GIVEN EXERCISE: Starting at the line that contains "Can you find the window?", write out every line through the last one in the records below, word for word. Leave out any pictures.
───── INPUT FOR THIS TASK ─────
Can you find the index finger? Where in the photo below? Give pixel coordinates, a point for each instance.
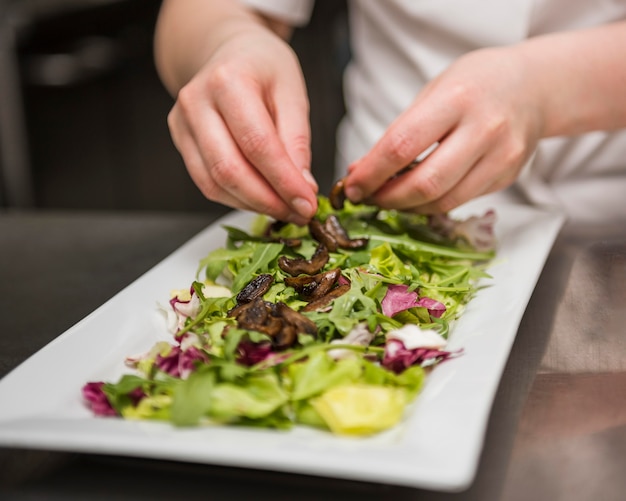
(256, 135)
(411, 136)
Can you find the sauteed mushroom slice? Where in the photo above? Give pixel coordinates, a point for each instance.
(325, 300)
(257, 316)
(320, 233)
(311, 266)
(314, 286)
(255, 288)
(337, 195)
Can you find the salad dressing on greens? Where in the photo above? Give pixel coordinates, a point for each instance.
(333, 325)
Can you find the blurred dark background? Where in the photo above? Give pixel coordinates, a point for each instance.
(83, 113)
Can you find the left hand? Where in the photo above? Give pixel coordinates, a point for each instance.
(485, 114)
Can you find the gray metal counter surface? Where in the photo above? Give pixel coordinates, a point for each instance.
(557, 429)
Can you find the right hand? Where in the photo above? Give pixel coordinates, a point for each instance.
(241, 125)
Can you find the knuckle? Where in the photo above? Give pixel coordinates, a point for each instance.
(515, 153)
(401, 149)
(447, 203)
(429, 186)
(221, 77)
(254, 142)
(461, 94)
(225, 171)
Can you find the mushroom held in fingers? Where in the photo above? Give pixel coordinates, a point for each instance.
(255, 288)
(311, 266)
(314, 286)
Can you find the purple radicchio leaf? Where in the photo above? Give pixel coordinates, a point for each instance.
(180, 363)
(397, 358)
(398, 298)
(249, 353)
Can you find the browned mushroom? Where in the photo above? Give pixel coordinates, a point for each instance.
(321, 234)
(255, 288)
(322, 302)
(314, 286)
(337, 195)
(311, 266)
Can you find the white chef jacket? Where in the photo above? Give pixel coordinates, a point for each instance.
(399, 45)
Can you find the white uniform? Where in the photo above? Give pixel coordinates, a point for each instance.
(399, 45)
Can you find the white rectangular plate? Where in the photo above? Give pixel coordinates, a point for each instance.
(437, 446)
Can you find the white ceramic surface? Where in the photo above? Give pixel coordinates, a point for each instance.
(437, 446)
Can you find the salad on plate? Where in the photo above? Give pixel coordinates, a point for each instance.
(333, 325)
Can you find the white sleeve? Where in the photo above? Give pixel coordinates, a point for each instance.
(294, 12)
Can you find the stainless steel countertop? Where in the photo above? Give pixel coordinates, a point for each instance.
(557, 429)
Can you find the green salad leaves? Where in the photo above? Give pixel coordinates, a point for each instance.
(334, 325)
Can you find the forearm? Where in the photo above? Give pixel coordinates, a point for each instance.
(580, 79)
(188, 32)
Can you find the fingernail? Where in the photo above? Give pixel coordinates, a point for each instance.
(306, 173)
(302, 207)
(354, 194)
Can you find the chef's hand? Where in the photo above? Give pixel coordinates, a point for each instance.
(482, 113)
(241, 125)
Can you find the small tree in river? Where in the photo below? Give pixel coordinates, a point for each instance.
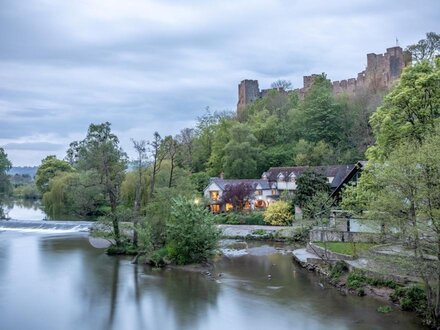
(100, 151)
(191, 234)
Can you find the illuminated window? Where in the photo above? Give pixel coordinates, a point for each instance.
(229, 207)
(214, 195)
(260, 204)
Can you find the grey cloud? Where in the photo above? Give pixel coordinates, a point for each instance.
(155, 65)
(34, 146)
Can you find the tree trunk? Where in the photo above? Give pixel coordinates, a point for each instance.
(170, 183)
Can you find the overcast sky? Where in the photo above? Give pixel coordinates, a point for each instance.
(155, 65)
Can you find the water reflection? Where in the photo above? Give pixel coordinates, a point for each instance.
(22, 209)
(62, 282)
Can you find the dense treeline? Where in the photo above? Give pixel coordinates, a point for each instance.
(281, 130)
(400, 187)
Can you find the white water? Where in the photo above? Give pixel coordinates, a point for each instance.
(45, 226)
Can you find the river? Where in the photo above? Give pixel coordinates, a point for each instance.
(55, 279)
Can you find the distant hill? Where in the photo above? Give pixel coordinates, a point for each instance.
(20, 170)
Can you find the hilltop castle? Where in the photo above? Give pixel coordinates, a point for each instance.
(381, 71)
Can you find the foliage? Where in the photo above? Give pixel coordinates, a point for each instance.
(426, 49)
(400, 186)
(409, 112)
(237, 195)
(191, 234)
(5, 166)
(313, 154)
(240, 218)
(301, 234)
(27, 191)
(339, 268)
(241, 154)
(384, 309)
(321, 118)
(308, 184)
(75, 193)
(200, 180)
(49, 168)
(411, 298)
(347, 248)
(100, 152)
(278, 214)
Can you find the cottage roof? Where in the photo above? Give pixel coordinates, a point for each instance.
(222, 183)
(337, 172)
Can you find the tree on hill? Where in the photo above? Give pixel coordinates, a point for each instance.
(5, 166)
(426, 49)
(241, 153)
(281, 83)
(410, 111)
(321, 114)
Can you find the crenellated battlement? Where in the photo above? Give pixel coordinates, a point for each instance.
(381, 71)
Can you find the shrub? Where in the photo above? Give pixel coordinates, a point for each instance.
(278, 214)
(356, 279)
(411, 298)
(191, 234)
(301, 234)
(233, 218)
(338, 269)
(384, 309)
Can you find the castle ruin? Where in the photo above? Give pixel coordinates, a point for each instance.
(381, 71)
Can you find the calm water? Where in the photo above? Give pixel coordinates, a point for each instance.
(50, 281)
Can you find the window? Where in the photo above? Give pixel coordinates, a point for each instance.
(228, 207)
(260, 204)
(214, 195)
(215, 208)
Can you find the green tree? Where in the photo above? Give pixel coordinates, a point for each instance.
(320, 114)
(100, 151)
(426, 49)
(308, 184)
(220, 139)
(278, 214)
(5, 166)
(407, 202)
(141, 150)
(410, 110)
(241, 154)
(191, 234)
(313, 154)
(49, 168)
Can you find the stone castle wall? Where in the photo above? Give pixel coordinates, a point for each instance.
(381, 71)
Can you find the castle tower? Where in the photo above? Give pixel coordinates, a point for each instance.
(248, 92)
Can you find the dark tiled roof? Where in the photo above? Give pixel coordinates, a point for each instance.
(338, 172)
(222, 183)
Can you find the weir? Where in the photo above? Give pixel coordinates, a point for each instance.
(45, 226)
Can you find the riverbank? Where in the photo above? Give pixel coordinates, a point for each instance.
(360, 277)
(272, 233)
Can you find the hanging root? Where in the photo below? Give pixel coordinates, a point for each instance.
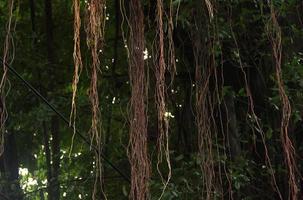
(288, 148)
(8, 57)
(77, 65)
(138, 154)
(210, 9)
(95, 39)
(163, 146)
(255, 118)
(171, 47)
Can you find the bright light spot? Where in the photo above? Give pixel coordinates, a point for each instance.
(145, 53)
(31, 182)
(168, 115)
(23, 171)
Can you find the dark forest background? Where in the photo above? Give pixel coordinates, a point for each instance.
(235, 129)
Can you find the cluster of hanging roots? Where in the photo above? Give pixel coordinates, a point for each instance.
(160, 69)
(138, 154)
(94, 27)
(205, 99)
(287, 146)
(8, 56)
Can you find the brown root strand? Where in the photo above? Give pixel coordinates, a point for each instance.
(95, 24)
(163, 146)
(171, 47)
(138, 153)
(288, 148)
(8, 56)
(77, 64)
─────
RIGHT ANSWER:
Can you find the window? Where in the photo above? Give pixel coordinates, a point for each instance.
(228, 207)
(260, 204)
(214, 195)
(215, 208)
Can you find the green tree? Where in the photo above? Give pixel coordinates, a point for each instance.
(320, 114)
(100, 151)
(426, 49)
(308, 184)
(220, 139)
(278, 214)
(5, 166)
(407, 202)
(141, 150)
(410, 110)
(241, 154)
(191, 234)
(313, 154)
(49, 168)
Can you find the stone castle wall? Where in the photo above? Give pixel coordinates, a point for each instance.
(381, 71)
Can you find the castle tower? Where in the photo above? Give pixel coordinates, a point for each instance.
(248, 92)
Can you find the dark tiled roof? Where in the photo above? Give pixel coordinates, a point for each instance.
(338, 172)
(222, 183)
Can you find the weir? Where in the photo above? Give pixel coordinates, a point for each instance.
(45, 226)
Can you find the riverbank? Where in the photo above? Give pixel coordinates, a point for each instance.
(360, 277)
(272, 233)
Can you find the hanging root? Where in the photo below? Give pixel coordinates, a point for each instance.
(288, 148)
(8, 57)
(77, 65)
(138, 154)
(210, 9)
(95, 39)
(163, 146)
(255, 118)
(171, 47)
Can you find the bright light spot? Where in the photo above? Give pixel coordinates, a point for each instance.
(145, 53)
(31, 182)
(168, 115)
(23, 171)
Can you find the dark forest background? Where in the photo above? Give pixel coordinates, a point for each instance.
(235, 129)
Can you find the cluster of hanging roots? Where in the photo above? Give pixel coordinates, a point for each instance.
(160, 69)
(138, 154)
(94, 27)
(205, 99)
(287, 146)
(8, 56)
Can you find the brown root strand? Where in the photo above? Give pixel coordinates, a point for each instance.
(95, 24)
(163, 146)
(171, 47)
(138, 153)
(288, 148)
(8, 56)
(77, 64)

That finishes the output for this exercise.